-- Opening Marker --

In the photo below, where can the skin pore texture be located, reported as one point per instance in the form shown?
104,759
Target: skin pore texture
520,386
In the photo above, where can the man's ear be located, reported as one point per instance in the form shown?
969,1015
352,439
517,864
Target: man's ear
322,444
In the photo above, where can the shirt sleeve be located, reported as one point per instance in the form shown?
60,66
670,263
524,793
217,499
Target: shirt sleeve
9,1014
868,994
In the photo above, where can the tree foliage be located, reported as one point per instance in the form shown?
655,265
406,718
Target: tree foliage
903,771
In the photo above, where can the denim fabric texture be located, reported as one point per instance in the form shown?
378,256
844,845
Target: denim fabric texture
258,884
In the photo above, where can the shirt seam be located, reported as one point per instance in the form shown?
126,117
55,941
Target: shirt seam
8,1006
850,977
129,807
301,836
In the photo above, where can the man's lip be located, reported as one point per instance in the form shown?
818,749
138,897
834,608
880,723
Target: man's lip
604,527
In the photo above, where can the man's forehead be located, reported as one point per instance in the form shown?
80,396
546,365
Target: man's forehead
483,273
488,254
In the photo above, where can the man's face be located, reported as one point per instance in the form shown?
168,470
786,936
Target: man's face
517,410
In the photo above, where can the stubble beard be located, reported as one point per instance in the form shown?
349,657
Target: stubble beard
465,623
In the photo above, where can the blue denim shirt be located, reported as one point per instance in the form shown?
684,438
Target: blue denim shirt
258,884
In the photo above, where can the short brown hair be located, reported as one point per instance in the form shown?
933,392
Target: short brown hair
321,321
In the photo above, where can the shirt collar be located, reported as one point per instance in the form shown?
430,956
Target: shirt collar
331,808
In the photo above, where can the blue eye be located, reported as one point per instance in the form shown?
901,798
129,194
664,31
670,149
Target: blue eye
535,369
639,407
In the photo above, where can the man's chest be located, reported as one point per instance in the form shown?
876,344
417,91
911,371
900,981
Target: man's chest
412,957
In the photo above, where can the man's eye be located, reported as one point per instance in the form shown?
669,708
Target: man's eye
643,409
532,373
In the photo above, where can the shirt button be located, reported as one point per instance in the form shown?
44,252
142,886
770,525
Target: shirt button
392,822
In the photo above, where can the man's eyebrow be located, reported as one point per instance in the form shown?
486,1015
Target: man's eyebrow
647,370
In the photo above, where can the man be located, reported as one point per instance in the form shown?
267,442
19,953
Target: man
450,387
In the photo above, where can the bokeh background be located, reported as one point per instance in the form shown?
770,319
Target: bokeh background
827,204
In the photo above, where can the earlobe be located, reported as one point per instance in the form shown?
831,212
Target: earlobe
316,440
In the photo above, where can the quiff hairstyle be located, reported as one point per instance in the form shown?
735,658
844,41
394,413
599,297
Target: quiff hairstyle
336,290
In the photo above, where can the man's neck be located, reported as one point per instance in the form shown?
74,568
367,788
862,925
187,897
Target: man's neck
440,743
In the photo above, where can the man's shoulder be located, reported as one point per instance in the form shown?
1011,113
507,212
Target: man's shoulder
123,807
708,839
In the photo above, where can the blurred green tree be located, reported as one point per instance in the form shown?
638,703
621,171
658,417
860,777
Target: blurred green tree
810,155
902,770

-- Closing Marker --

WORK REQUIRED: Nothing in the data should be left out when you retype it exactly.

OUTPUT FOR THIS EXERCISE:
In the photo below, where can the skin pore texture be located, reported as one point per instance in the form shown?
104,759
Target: skin pore texture
520,386
In the photo above, where can the man's ear be located, reported as one point per instance in the form shown?
969,1015
352,439
517,864
Target: man's ear
322,444
In the photo above, where can the shirt sleeve be located, reported as one point per instance in the form shown?
60,66
670,263
524,793
217,499
Target: shirt sleeve
9,1014
868,994
In the photo above, where can the tree foliage be located, reported as one point per instance in the form shown?
655,265
406,718
Target: tree foliage
903,771
In the photo above, where can the denim fabric texture be located, reported as one point per instance in the form shown?
378,256
844,845
Target: denim fabric texture
258,884
In the photo above, where can the shirt seam be located, reported as one point per instance in the form shown?
126,117
55,941
Target: shirt seam
8,1006
850,977
129,807
301,836
In the photo above, where can the man's lip be located, reported as one point per instance in the form shown?
818,749
138,897
834,608
880,723
Target: man's lip
604,527
In the photo above, where can the man's forehead be located, reported as one point per instance in the form shown?
80,396
546,365
Target: man's forehead
483,273
488,254
In the photo above, where can the man's face be located, reported as one point per instance in the form shown?
168,470
786,936
Target: man's face
517,410
In the photo above, where can the stubble beard be located, reported as one point per instance in the form shown?
349,657
Target: stubble beard
465,623
In the photo above, where can the blue denim shirt be located, reported as one point per instance in the form shown?
684,438
Target: blue denim shirt
258,884
In the photo above, where can the short brown hair be located, reported as one point per instance in the form shown?
933,392
Target: short brown hair
321,321
In the photo above, where can the shirt collar be located, reported as one point per instance in the form shown?
430,956
Target: shirt collar
331,808
In the photo above, where can the blue eye be located, reported as one point per instance in the form shown?
901,798
129,194
664,31
670,149
Target: blue eye
535,369
639,407
In the photo above, where can the man's chest be located, reported as one point per instance in the form shown?
876,344
417,91
911,371
900,981
Target: man's chest
412,957
In the photo above, where can the man's eye be located, reported as one point per instance in the form shown?
669,708
Target: man's eye
643,409
532,373
In the photo above, where can the shirt button be located, reported as one point per instance in the form shown?
44,252
142,886
770,525
Target: shirt button
392,822
In the photo above, where can the man's eyebrow be located, reported as one point per instance in the form shown?
486,1015
Target: man's eyebrow
647,370
In the photo above, where can the man be located, reported as one point per instance in the form shown?
267,442
19,953
Target: man
450,387
In the photo above, where can the bokeh background be located, reported as one point per instance in the form shown?
770,319
Target: bokeh background
827,204
In the photo above, where can the earlobe be located, reported as one point per instance in the form shown?
831,212
Target: earlobe
316,440
In the photo above, where can the quiff hairstyle be located, reported as one point per instance in the form shown?
735,658
844,41
394,413
599,297
Target: quiff hairstyle
336,290
In the photo above, where can the man's neck be located, reported as one point per instance in the form shown?
74,568
367,788
862,925
187,897
Target: man's neck
440,743
In the photo above, where can the man's shoulder be located, reported as one point per instance in the form shown?
1011,113
507,212
Target: man's shoulder
123,807
708,839
In the photo above, where can the blurred green tree be located, reported as one point per instance in the form shown?
638,703
621,171
658,417
860,777
Target: blurred green tree
810,155
902,770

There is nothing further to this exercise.